Stated problem: Change "photo" to "image" throughout the listing below and leave every other part as it is. Omit the pictures from your version.

....

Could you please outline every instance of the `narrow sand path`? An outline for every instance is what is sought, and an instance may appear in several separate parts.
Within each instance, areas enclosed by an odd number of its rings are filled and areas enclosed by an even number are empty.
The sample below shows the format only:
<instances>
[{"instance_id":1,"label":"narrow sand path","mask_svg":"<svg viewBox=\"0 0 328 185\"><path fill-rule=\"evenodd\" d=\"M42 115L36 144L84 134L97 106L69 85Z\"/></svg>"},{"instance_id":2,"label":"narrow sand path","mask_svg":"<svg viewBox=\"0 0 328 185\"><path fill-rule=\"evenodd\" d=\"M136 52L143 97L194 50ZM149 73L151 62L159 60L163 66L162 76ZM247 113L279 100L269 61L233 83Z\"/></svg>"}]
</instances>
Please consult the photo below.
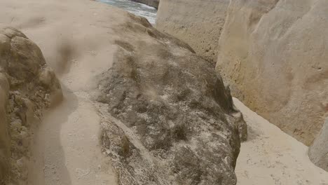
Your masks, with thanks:
<instances>
[{"instance_id":1,"label":"narrow sand path","mask_svg":"<svg viewBox=\"0 0 328 185\"><path fill-rule=\"evenodd\" d=\"M64 92L39 130L29 184L115 184L109 159L101 153L100 117L87 97Z\"/></svg>"},{"instance_id":2,"label":"narrow sand path","mask_svg":"<svg viewBox=\"0 0 328 185\"><path fill-rule=\"evenodd\" d=\"M252 111L238 100L248 126L235 172L238 185L328 185L328 172L313 165L308 146Z\"/></svg>"}]
</instances>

....

Result:
Could you please outline every instance of the `narrow sand path`? An outline for every instance is what is sought, and an instance may appear in several separate parts.
Within each instance, areas enclosed by an odd number of its rings are filled and areas enclosed by an even number are empty.
The sample below shows the format only:
<instances>
[{"instance_id":1,"label":"narrow sand path","mask_svg":"<svg viewBox=\"0 0 328 185\"><path fill-rule=\"evenodd\" d=\"M42 115L36 144L84 134L97 106L69 85Z\"/></svg>"},{"instance_id":2,"label":"narrow sand path","mask_svg":"<svg viewBox=\"0 0 328 185\"><path fill-rule=\"evenodd\" d=\"M136 52L143 97L194 50ZM149 73L151 62L159 60L163 66L162 76ZM247 113L279 100L269 61L233 83Z\"/></svg>"}]
</instances>
Please consult the image below.
Your masks, with thanks:
<instances>
[{"instance_id":1,"label":"narrow sand path","mask_svg":"<svg viewBox=\"0 0 328 185\"><path fill-rule=\"evenodd\" d=\"M64 92L39 130L29 184L115 184L109 159L101 153L100 117L87 97Z\"/></svg>"},{"instance_id":2,"label":"narrow sand path","mask_svg":"<svg viewBox=\"0 0 328 185\"><path fill-rule=\"evenodd\" d=\"M252 111L238 100L248 126L235 172L238 185L328 185L328 172L313 165L308 146Z\"/></svg>"}]
</instances>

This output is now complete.